--- EXERCISE BRIEF ---
State how many lines in the data below contain the string "liquid". Reply with the number alone.

-- BEGIN SUPPLIED MATERIAL --

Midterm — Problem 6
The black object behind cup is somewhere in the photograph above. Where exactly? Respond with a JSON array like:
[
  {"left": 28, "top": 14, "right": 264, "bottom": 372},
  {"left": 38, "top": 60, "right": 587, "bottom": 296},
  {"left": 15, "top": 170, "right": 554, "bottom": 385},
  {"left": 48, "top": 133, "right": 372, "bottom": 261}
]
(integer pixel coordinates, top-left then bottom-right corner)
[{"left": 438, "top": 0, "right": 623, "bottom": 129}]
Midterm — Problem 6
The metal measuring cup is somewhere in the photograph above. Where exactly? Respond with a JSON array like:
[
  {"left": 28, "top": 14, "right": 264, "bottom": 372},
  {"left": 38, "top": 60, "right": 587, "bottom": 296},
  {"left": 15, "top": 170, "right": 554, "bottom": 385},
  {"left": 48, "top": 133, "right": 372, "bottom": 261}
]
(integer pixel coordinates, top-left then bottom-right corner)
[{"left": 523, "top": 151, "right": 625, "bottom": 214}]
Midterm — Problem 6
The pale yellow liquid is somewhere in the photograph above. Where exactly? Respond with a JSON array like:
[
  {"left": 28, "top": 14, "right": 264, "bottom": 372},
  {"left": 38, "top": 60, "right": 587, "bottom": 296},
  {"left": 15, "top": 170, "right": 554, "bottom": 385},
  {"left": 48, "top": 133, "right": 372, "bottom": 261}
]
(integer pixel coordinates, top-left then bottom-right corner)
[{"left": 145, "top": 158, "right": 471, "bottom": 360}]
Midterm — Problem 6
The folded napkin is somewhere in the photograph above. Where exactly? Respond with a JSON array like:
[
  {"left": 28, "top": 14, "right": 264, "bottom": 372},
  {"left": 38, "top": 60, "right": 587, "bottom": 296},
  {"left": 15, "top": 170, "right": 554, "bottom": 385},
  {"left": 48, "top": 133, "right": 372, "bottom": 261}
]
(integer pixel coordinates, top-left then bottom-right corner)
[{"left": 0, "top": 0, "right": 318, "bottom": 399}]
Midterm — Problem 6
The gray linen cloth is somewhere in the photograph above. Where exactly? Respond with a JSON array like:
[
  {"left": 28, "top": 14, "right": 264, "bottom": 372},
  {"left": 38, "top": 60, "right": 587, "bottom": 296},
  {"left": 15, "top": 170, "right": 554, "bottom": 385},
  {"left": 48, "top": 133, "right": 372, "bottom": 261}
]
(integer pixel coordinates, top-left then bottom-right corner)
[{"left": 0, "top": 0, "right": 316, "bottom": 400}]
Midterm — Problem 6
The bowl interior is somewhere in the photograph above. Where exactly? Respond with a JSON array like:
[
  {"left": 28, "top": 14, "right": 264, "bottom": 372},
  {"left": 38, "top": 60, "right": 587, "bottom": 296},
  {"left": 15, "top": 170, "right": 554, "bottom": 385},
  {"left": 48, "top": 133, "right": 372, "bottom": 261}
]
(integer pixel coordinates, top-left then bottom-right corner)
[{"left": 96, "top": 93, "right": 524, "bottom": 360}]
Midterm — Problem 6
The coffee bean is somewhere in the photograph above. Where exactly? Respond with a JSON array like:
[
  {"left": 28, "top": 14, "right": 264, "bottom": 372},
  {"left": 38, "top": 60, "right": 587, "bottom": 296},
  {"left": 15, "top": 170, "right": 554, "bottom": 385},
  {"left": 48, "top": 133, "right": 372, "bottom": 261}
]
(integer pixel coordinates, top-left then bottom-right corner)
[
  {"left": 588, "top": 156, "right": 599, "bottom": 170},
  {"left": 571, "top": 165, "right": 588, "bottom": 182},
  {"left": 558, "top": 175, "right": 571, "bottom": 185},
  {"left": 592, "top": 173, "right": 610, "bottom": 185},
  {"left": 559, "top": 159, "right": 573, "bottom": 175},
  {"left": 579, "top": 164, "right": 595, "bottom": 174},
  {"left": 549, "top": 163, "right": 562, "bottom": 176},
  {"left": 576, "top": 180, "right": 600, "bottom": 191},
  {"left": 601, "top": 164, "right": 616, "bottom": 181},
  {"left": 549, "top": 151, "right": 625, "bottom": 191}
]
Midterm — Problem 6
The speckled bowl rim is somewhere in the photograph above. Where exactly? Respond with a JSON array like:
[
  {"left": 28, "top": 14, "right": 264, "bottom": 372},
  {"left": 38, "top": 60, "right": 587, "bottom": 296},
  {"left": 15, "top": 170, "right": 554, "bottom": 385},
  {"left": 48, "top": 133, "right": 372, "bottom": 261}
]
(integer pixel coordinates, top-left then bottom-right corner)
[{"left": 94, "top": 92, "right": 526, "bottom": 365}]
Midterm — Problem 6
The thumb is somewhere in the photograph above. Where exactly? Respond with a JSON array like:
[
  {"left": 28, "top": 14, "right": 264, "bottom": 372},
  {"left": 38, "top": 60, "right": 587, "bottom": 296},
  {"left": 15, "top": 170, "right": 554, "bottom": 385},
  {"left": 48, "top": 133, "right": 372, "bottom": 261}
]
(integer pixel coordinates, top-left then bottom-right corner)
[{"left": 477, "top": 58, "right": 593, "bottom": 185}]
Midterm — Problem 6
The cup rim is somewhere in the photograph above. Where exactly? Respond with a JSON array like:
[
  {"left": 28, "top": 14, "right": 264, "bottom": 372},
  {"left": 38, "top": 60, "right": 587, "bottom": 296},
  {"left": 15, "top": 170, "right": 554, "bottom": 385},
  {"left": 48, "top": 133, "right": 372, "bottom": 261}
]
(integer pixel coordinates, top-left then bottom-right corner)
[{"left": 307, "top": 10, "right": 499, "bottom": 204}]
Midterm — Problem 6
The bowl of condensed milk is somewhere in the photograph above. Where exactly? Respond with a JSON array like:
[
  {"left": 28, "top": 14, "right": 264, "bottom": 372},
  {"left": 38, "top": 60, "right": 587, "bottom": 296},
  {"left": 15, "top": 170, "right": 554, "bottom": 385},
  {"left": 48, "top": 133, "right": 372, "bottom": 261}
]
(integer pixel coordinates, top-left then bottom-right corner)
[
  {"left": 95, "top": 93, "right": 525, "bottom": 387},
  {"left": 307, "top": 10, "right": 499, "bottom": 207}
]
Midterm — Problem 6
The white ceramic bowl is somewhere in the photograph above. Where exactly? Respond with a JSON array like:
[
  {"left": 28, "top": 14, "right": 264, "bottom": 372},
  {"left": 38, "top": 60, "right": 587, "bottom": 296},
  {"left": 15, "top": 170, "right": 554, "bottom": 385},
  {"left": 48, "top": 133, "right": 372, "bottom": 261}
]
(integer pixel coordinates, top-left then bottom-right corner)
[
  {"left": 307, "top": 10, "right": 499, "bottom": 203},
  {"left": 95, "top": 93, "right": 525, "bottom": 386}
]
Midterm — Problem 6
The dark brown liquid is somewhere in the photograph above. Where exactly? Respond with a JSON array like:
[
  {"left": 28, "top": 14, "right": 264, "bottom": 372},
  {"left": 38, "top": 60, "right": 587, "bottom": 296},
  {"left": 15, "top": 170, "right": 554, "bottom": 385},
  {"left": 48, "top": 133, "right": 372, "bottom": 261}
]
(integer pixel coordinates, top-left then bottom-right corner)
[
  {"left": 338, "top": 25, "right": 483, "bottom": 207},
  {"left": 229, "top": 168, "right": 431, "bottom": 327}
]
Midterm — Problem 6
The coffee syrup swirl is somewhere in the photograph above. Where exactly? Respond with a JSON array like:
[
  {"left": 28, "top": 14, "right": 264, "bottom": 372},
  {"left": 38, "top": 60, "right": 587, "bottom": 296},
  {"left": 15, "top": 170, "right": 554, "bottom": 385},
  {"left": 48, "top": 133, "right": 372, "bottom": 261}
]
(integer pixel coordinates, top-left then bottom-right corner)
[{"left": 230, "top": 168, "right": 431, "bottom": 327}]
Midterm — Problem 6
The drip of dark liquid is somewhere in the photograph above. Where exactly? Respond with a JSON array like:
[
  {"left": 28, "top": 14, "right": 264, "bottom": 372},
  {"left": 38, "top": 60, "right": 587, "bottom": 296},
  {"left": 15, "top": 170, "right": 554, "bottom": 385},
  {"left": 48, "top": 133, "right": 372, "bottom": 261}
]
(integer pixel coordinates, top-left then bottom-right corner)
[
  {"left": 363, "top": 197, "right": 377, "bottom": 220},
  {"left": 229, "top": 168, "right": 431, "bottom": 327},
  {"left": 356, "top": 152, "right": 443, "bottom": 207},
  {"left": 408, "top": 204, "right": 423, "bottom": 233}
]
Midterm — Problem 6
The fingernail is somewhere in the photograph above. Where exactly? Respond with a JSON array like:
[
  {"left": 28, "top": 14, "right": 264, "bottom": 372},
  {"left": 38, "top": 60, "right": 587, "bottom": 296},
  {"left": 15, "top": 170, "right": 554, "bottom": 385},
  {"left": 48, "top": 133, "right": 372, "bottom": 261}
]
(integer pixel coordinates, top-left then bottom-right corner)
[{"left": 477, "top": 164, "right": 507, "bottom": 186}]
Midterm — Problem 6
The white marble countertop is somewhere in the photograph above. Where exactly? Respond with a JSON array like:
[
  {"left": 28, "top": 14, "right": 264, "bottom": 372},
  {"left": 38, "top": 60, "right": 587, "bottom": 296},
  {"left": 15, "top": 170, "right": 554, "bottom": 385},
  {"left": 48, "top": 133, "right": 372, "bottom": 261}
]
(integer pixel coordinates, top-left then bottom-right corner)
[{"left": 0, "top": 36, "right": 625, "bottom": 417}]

-- END SUPPLIED MATERIAL --

--- RIGHT ANSWER ---
3